Reproduce the records below exactly as they appear, omitting any pictures they contain.

- **DATA FOR THE TASK**:
----------------

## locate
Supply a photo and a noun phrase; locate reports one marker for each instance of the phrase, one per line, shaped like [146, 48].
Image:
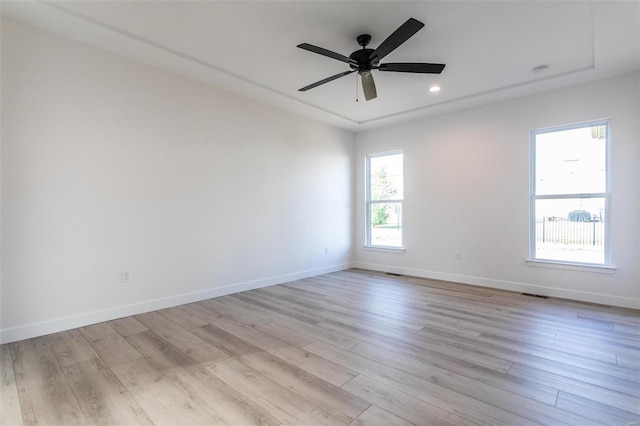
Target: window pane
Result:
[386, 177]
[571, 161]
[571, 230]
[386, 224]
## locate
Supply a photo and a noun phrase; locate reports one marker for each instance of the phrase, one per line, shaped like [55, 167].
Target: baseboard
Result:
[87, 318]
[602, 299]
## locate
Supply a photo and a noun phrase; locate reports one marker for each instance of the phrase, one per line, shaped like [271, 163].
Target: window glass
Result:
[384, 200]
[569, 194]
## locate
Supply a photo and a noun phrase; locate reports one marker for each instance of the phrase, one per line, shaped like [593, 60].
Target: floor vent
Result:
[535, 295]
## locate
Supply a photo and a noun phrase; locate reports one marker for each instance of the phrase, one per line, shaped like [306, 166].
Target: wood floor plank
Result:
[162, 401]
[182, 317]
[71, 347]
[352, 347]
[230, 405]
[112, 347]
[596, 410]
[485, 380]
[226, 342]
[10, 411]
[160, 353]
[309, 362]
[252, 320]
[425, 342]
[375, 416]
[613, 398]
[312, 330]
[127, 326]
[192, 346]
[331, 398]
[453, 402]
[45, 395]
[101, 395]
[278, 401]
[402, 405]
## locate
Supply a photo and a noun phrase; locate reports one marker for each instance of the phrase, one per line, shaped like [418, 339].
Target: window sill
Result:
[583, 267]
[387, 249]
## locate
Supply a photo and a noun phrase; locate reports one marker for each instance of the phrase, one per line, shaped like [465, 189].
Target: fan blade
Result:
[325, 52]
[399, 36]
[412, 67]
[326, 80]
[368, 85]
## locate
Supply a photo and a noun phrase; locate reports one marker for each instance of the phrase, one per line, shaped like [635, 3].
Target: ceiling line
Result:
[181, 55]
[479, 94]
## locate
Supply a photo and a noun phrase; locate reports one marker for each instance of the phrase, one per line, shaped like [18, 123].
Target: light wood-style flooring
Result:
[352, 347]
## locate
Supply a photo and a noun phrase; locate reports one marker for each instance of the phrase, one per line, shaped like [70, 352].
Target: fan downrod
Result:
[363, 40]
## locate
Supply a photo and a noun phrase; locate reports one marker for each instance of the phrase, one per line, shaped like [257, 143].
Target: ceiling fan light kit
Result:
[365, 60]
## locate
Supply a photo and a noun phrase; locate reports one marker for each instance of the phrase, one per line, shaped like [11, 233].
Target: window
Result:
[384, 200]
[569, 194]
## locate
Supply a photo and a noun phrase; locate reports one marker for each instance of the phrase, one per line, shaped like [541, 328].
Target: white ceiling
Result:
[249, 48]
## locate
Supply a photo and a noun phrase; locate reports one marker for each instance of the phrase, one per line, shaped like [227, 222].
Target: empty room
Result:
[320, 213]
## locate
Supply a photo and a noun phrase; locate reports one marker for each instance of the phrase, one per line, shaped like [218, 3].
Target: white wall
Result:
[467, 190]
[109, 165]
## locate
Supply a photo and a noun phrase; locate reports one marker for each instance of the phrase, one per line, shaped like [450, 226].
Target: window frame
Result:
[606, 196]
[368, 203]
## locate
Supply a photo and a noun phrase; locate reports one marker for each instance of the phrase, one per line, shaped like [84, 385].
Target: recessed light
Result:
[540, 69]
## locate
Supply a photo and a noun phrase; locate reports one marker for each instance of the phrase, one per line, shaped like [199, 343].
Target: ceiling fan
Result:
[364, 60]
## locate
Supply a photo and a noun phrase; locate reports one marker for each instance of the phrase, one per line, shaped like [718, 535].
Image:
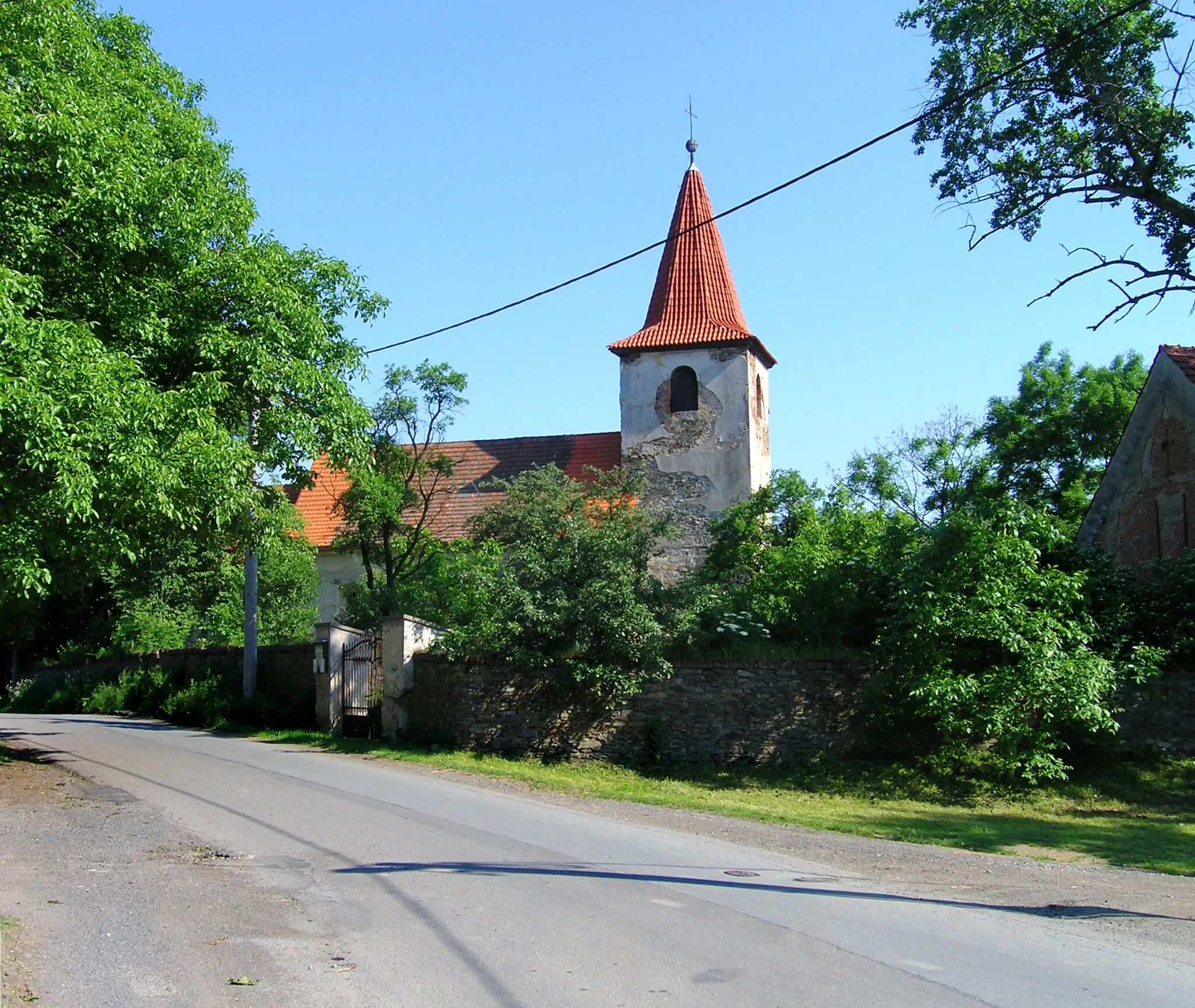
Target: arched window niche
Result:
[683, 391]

----------------

- **EXERCISE SOLUTION**:
## locate
Supply a photo and a noun phrase; locate reports one marker for each instance of the phrase, one per line, shaped like [146, 48].
Image:
Target: window pane
Result:
[386, 177]
[571, 161]
[571, 230]
[386, 224]
## locate
Supply a photo and a noun phrase; locate reports one marker for each instance of the phrase, one per line, shaped like [55, 167].
Target: baseboard
Result:
[87, 318]
[602, 299]
## locate
Supply a photo and a noun phrase; locate reports one marker for each instance of the phrase, one per line, shaped like [271, 163].
Target: window glass
Result:
[384, 200]
[569, 194]
## locate
Supply a photo and a noun phrase; locate reports one marker for each instance of the phrase, one per line, shaped like [593, 60].
Target: floor vent
Result:
[535, 295]
## locate
Supply a photo and a noun phrase; locate reports one marker for each instance of the phrase, one per line, shaped like [306, 166].
Target: wood floor plank
Result:
[162, 401]
[182, 317]
[71, 347]
[352, 347]
[230, 405]
[112, 347]
[596, 410]
[485, 380]
[226, 342]
[10, 411]
[160, 353]
[309, 362]
[252, 320]
[425, 342]
[375, 416]
[613, 398]
[312, 330]
[127, 326]
[192, 346]
[331, 398]
[453, 402]
[45, 395]
[101, 395]
[278, 401]
[402, 405]
## locate
Supply a photo and a noun phrase; locate reports one marker for each instance of the phrase, one per line, shaped like [418, 339].
Target: window sill
Result:
[583, 267]
[387, 249]
## locate
Supply a photo and a noun phrase; locate reports one marker for each instance of the phrase, one per line, shaped like [465, 189].
Target: fan blade
Result:
[325, 52]
[399, 36]
[412, 67]
[326, 80]
[368, 85]
## locate
Supply a photo and a noun phrase; locate reports one marker for each instance of the phrase, one per line, shaped like [635, 3].
Target: ceiling line
Result:
[181, 55]
[479, 94]
## locate
Supply a photo and a noun phrase; locate reports one marker for each instance of the phrase, one per line, shaped like [18, 123].
Target: light wood-style flooring
Result:
[352, 347]
## locate
Supply a photo and a noun phrase; locate reports one marker for each instance of the phrase, one per line, shaped like [70, 352].
Target: fan downrod
Result:
[363, 40]
## locate
Supply a photo and a noun phrase; locate reports one marker for each instance of the phrase, one per line, shaped like [257, 143].
Target: ceiling fan light kit
Result:
[365, 60]
## locate
Supply a photo and a noun phrase; locate reports one marker for each instance of the phrase, one per line, shaped like [11, 233].
Target: window
Result:
[384, 200]
[569, 194]
## locate
Supply a photo and a noun phrase; locate reports one marker for each instance of the phrase, one per line, shaped like [541, 328].
Target: white ceiling
Result:
[249, 48]
## locate
Supply a photo and a noun phrase; locate reports one marker for each instance of the phrase, one per line, shaped like [227, 222].
Target: empty room
Result:
[320, 213]
## locate
Supply a photo and a noun phrase; locate reports one marker for each instance of the phrase, one per line, shaped like [218, 3].
Target: white wall
Result:
[467, 190]
[109, 165]
## locate
Supply a photo and a noun phrase; locate reports one marker for each instance of the phrase, one per line, shaped like [450, 226].
Target: window frame
Result:
[606, 196]
[368, 203]
## locate
Supply a photo and a noun phrase; locate reports one marker for each instance of the phrase, one per line, shaped like [84, 385].
Target: recessed light
Result:
[540, 69]
## locate
Supply a photo and a noun phrase; locate reports one marker for each instance of the phrase, one per line, shaped like [199, 343].
Target: ceiling fan
Result:
[364, 60]
## locate
Supply a photo and a noun phrase; locate reports one marker for each instance of the phrase, one per line, shaped like [718, 535].
Image:
Target: arched window niche
Result:
[683, 391]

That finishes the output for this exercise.